--- START ---

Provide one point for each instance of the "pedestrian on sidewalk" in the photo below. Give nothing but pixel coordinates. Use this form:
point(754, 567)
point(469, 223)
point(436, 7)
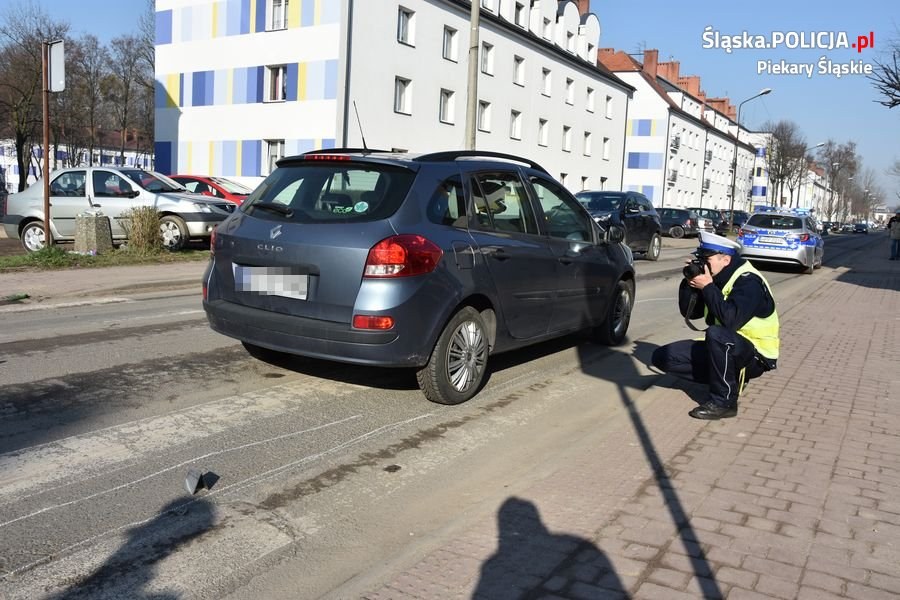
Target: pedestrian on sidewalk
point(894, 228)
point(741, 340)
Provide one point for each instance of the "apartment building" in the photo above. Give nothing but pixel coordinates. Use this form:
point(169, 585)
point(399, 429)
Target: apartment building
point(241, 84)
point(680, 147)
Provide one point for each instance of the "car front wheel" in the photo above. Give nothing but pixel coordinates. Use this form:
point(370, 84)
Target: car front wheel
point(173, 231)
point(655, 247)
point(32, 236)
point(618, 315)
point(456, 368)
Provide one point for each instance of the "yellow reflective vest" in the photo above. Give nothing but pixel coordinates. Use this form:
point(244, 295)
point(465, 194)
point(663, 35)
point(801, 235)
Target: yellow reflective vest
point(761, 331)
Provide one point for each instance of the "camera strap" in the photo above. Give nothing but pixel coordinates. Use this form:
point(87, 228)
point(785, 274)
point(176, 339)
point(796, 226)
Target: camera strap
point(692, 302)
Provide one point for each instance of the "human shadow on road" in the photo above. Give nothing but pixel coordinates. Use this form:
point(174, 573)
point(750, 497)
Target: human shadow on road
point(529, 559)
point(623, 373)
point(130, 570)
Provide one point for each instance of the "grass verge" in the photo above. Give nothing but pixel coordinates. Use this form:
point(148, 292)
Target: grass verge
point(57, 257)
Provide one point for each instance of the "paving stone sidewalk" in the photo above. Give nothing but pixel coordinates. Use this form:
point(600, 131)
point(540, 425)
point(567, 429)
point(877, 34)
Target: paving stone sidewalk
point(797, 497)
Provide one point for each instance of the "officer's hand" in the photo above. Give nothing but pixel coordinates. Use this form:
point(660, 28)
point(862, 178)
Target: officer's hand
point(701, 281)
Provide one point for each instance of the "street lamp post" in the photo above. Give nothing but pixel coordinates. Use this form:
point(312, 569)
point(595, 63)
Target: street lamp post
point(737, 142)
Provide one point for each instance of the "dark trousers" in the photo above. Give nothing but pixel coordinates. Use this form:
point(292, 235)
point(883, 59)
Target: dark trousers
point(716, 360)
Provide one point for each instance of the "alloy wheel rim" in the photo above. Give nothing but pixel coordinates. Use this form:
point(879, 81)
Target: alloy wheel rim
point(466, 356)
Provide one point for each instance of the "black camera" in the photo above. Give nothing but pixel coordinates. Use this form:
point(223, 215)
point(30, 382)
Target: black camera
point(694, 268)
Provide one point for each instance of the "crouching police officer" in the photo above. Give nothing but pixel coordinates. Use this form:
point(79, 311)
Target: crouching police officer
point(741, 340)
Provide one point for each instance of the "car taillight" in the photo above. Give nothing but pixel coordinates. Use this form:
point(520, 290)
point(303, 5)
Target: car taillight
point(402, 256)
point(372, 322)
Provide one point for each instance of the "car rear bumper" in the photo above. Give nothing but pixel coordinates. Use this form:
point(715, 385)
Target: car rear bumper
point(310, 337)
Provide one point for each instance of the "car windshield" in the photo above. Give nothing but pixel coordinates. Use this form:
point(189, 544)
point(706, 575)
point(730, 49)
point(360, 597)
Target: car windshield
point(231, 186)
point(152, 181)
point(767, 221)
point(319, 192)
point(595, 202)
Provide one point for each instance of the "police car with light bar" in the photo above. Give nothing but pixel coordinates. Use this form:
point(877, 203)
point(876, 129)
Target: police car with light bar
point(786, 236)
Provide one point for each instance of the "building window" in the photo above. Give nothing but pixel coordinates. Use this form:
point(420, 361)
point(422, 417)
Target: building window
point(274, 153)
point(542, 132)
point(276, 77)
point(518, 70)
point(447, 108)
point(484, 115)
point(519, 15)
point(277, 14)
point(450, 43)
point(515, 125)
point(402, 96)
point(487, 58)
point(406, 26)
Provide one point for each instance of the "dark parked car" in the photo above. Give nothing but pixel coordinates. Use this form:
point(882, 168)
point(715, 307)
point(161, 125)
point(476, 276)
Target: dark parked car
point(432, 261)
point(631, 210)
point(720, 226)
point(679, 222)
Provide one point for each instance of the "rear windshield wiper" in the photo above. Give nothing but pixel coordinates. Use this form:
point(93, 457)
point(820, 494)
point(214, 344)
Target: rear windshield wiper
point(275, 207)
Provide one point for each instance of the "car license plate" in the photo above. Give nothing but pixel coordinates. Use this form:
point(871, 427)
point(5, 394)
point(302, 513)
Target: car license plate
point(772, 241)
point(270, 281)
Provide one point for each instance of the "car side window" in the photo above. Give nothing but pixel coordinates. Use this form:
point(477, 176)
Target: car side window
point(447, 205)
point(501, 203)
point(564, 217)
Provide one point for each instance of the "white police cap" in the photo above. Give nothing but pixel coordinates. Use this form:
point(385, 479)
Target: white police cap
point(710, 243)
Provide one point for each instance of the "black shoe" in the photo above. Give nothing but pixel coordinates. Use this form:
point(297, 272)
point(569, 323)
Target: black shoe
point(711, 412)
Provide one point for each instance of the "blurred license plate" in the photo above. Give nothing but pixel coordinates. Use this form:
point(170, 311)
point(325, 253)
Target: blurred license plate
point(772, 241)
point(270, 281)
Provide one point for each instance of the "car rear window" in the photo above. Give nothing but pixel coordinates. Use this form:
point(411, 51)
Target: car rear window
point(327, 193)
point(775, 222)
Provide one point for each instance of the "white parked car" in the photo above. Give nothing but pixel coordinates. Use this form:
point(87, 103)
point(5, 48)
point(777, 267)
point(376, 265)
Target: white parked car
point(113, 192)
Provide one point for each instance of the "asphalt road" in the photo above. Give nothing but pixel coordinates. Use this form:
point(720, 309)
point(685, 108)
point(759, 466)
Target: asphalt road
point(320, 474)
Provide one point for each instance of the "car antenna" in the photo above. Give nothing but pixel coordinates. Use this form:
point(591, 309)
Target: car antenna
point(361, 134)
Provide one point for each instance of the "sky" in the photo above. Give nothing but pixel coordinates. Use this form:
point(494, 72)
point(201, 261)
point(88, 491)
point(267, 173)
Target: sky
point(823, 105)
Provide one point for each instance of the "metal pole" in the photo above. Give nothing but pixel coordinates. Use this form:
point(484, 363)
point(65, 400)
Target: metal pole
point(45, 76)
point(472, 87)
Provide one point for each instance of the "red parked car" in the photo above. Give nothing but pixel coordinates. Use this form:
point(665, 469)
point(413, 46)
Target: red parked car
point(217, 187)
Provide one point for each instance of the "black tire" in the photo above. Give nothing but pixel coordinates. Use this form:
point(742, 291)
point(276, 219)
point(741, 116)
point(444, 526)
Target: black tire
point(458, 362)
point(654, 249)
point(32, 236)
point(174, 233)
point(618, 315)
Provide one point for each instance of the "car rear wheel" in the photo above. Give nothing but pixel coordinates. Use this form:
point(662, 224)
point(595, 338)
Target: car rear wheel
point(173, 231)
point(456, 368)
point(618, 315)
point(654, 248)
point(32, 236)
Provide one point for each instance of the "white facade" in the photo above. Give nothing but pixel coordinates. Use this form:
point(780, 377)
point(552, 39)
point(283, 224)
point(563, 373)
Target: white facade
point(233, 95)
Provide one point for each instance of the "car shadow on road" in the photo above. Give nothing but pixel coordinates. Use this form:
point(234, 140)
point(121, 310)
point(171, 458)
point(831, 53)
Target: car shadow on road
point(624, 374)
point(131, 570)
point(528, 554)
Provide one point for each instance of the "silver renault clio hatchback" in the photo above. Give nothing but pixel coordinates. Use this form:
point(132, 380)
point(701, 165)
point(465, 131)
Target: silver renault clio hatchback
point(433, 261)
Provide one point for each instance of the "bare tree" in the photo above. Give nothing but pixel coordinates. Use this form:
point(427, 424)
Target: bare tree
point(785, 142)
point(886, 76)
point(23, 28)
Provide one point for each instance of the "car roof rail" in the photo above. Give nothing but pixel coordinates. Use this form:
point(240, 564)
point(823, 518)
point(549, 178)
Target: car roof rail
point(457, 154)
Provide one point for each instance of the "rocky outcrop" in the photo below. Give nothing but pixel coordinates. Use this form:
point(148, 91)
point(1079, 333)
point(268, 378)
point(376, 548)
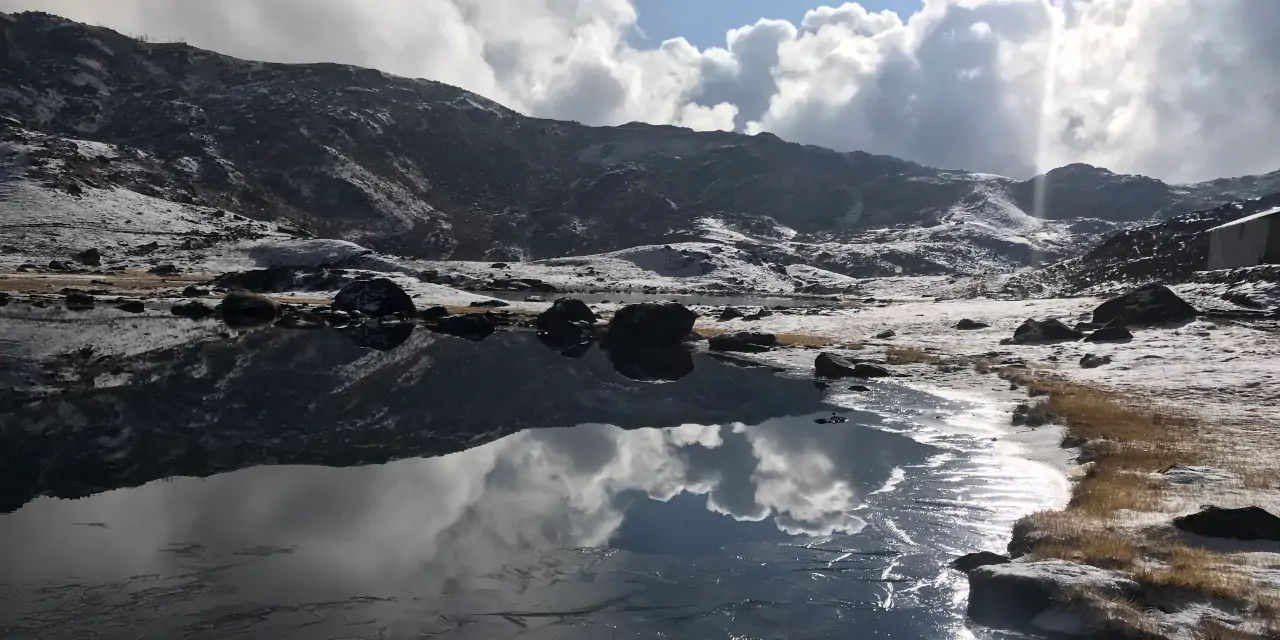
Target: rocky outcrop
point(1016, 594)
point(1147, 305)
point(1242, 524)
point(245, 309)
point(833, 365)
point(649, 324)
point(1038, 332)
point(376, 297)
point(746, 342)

--- END ---

> PROBLEM DESCRIPTION:
Using the data above, copy each line that contains "below".

> ANSWER SECTION:
Provide one point for each instance of the "pedestrian on sidewalk" in the photo below. Give nothing but pixel coordinates. Use this form:
Provide one point for each instance of the "rocky outcrop" in the photo below. Give nothing but pixel coordinates. Use this form:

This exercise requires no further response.